• [SOURCE TEXT]
## begin
Accordingly, as discussed at length in the Court's prior Memorandum Opinion and Order, Gunn and Ponder's unsupported assumptions regarding an essential term cannot support a finding of enforceability under the applicable “clear and convincing evidence” standard. See Auto Channel, Inc. v. Speedvision Network, LLC, 144 F.Supp.2d 784, 791 (W.D. Ky. 2001) (citing Indus. Equip. Co. v. Emerson Elec. Co., 554 F.2d 276, 288 (6th Cir. 1977)).

Ponder now introduces, for the first time, additional testimony offered by Gunn during a deposition on August 25, 2022. (Doc. 144 at 2-3; Doc. 144-2, Gunn 8/25/22 Dep.). On that day, Gunn did testify that Ponder asked Wild, “What do you expect?” and Wild responded that he expected $1.2 or $1.5 billion from the sale. (Doc. 144-2, Gunn 8/25/22 Dep. at 290:6-9).

However, Ponder has not established or even argued that the transcript of Gunn's second deposition, which was prepared on September 12, 2022, (see id. at 422), was unavailable to him when he filed his response to Wild's motion over five months later on February 16, 2023, (Doc. 132), or that it could not have been submitted then for some other reason, despite the exercise of reasonable diligence. Therefore, that testimony is not “newly discovered evidence,” and the Court will not consider it. See Engler, 146 F.3d at 374 (finding that an argument that a party could have but did not raise before the district court's initial ruling was barred in the context of a Rule 59(e) motion).

The Court also previously considered Ponder's deposition testimony, which referenced his subjective belief that $1.5 to $2 billion would constitute a “premium price,” and the 2016 email chain between Ponder and Wild, which does not reference any prior agreement as to what specific sale price Ponder needed to secure in order to meet his obligations under the alleged contract. (See Doc. 141 at 26-28). Ponder may not attempt to relitigate whether that evidence establishes an agreement with definite and certain terms by raising the same arguments the Court already considered and found to be lacking.

Further, Ponder's argument that “[t]he Court inadvertently determined that the ‘when' term of the contract was not certain” misapprehends the Court's reasoning. (See Doc. 144 at 5). The Court did not find that the contract failed because it lacked a specified time for performance, but rather held that the alleged contract did not provide when Wild's obligation to pay Ponder would be triggered. (Doc. 141 at 27). In other words, it failed to adequately define what sale price Ponder needed to obtain in order to earn the bonus.

In some cases, whether a contract exists turns on questions of fact that must be decided by a jury. See Audiovox Corp. v. Moody, 737 S.W.2d 468, 471 (Ky. Ct. App. 1987). However, when “subordinate factual determinations” are undisputed, whether a contract exists is a question of law. Indus. Equip., 554 F.2d at 284; see also Hickey v. Glass, 149 S.W.2d 535, 536 (Ky. Ct. App. 1941) (finding that whether a contract was formed was a question of fact, but whether that alleged contract, if formed, could be enforced was a question of law).
## end
• [AIM] Retype the passage of the court opinion starting at "The Court also" and ending at "to be lacking.". Rely only on the court opinion above for what follows.

• [AVAILABLE DATA]
## begin
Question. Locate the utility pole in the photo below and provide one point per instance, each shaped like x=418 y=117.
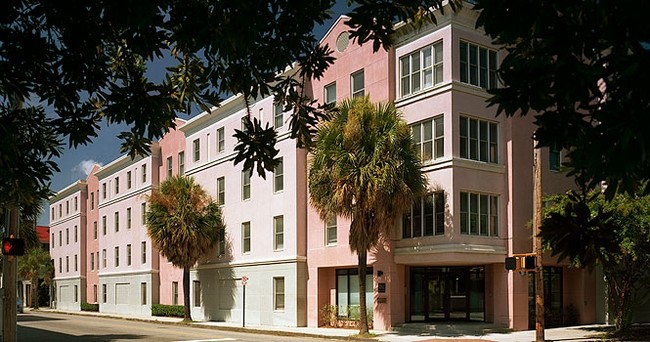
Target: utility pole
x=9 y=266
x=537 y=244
## end
• [OUTPUT OF THE EXERCISE]
The Court also previously considered Ponder's deposition testimony, which referenced his subjective belief that $1.5 to $2 billion would constitute a “premium price,” and the 2016 email chain between Ponder and Wild, which does not reference any prior agreement as to what specific sale price Ponder needed to secure in order to meet his obligations under the alleged contract. (See Doc. 141 at 26-28). Ponder may not attempt to relitigate whether that evidence establishes an agreement with definite and certain terms by raising the same arguments the Court already considered and found to be lacking.